**Tâche demandée 1**
Reprenez toutes les lignes de données ci-dessous, consignes comprises, en multipliant par 2,05 chaque coordonnée des contours de polygones figurant dans les réponses, puis en l'arrondissant à l'entier le plus proche (les demis vers le haut). Laissez les images de côté dans votre réponse.

**Texte fourni**
Michèle Torr n’est pas connue pour chanter des chansons
drôles. Elle n’a pas du tout l’image d’une chansonnière, ni d’une chanteuse
rigolote. Elle n’est pas dans la lignée d’une Annie Cordy, c’est certain. Elle
n’a pas non plus l’ironie parfois cruelle d’une Lynda Lemay. Il n’empêche que,
tout au long de sa carrière, alors qu’elle dit elle-même préférer chanter
l’amour malheureux, elle a enregistré un certain nombre de titres que l’on
pourrait qualifier d’amusants, et même d’humoristiques pour certains.
Michèle Torr a commencé sa carrière en 1964, en pleine
période yé-yé, et c’est la légèreté qui caractérise ce mouvement: ce sont
souvent des adaptations de morceaux venus d’Amérique ou d’Angleterre que
reprennent de tout jeunes chanteurs, et les paroles des chansons sont souvent
sans conséquence.
Faire la liste des chansons de ce type qu’a interprétées la
jeune Michèle Torr, à qui sa maison de disques demandait de chanter dans une
tonalité qui n’était pas la sienne pour être à la mode, des paroles dans
lesquelles elle ne se reconnaissait pas vraiment, serait inutile. On peut
cependant en retenir deux : C’est dur d’avoir seize ans, sur son premier
45 tours en 1964 : elle fait sourire, cette jeune fille pour qui les
questions les plus importantes sont la hauteur des talons et le choix du moment
où elle va se laisser embrasser! Et on apprend, non sans amusement, que
les jeunes filles en viennent à ne pas se laisser embrasser par celui qui leur
plaît pour aller finalement dire…Oui, et non pas Non à tous les garçons !
(1965, EP La grande chanson).

**Données à traiter**

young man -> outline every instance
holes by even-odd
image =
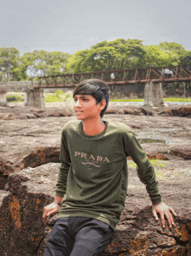
[[[171,227],[175,211],[161,202],[155,170],[135,133],[121,123],[102,118],[109,92],[103,81],[82,81],[73,94],[78,120],[62,132],[61,166],[56,198],[44,207],[43,218],[58,212],[47,240],[44,256],[102,255],[120,220],[127,195],[127,157],[153,203],[153,214]],[[63,197],[65,198],[63,199]]]

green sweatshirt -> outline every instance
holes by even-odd
[[[96,136],[84,134],[82,121],[70,121],[64,126],[56,195],[66,194],[58,218],[89,217],[115,230],[127,196],[127,157],[137,165],[138,177],[152,203],[161,199],[154,167],[135,133],[124,124],[105,125]]]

**Tâche demandée 2**
Citez toutes les chanteuses nommées dans le texte sur Michèle Torr.

**Résultat obtenu 1**
young man -> outline every instance
holes by even-odd
image =
[[[351,465],[359,433],[330,414],[318,349],[277,273],[248,252],[209,242],[223,189],[211,166],[168,166],[150,193],[160,246],[127,271],[125,340],[115,406],[90,424],[88,447],[119,435],[96,492],[90,525],[209,523],[246,451],[260,400],[260,322],[314,416],[314,439]],[[129,404],[133,406],[129,408]]]

green sweatshirt -> outline every instance
holes by even-odd
[[[197,279],[172,275],[168,248],[144,248],[131,258],[115,400],[135,398],[119,447],[182,445],[236,472],[260,402],[260,322],[281,338],[283,363],[312,416],[330,408],[316,342],[277,273],[254,254],[215,256]]]

**Résultat obtenu 2**
Michèle Torr, Annie Cordy, Lynda Lemay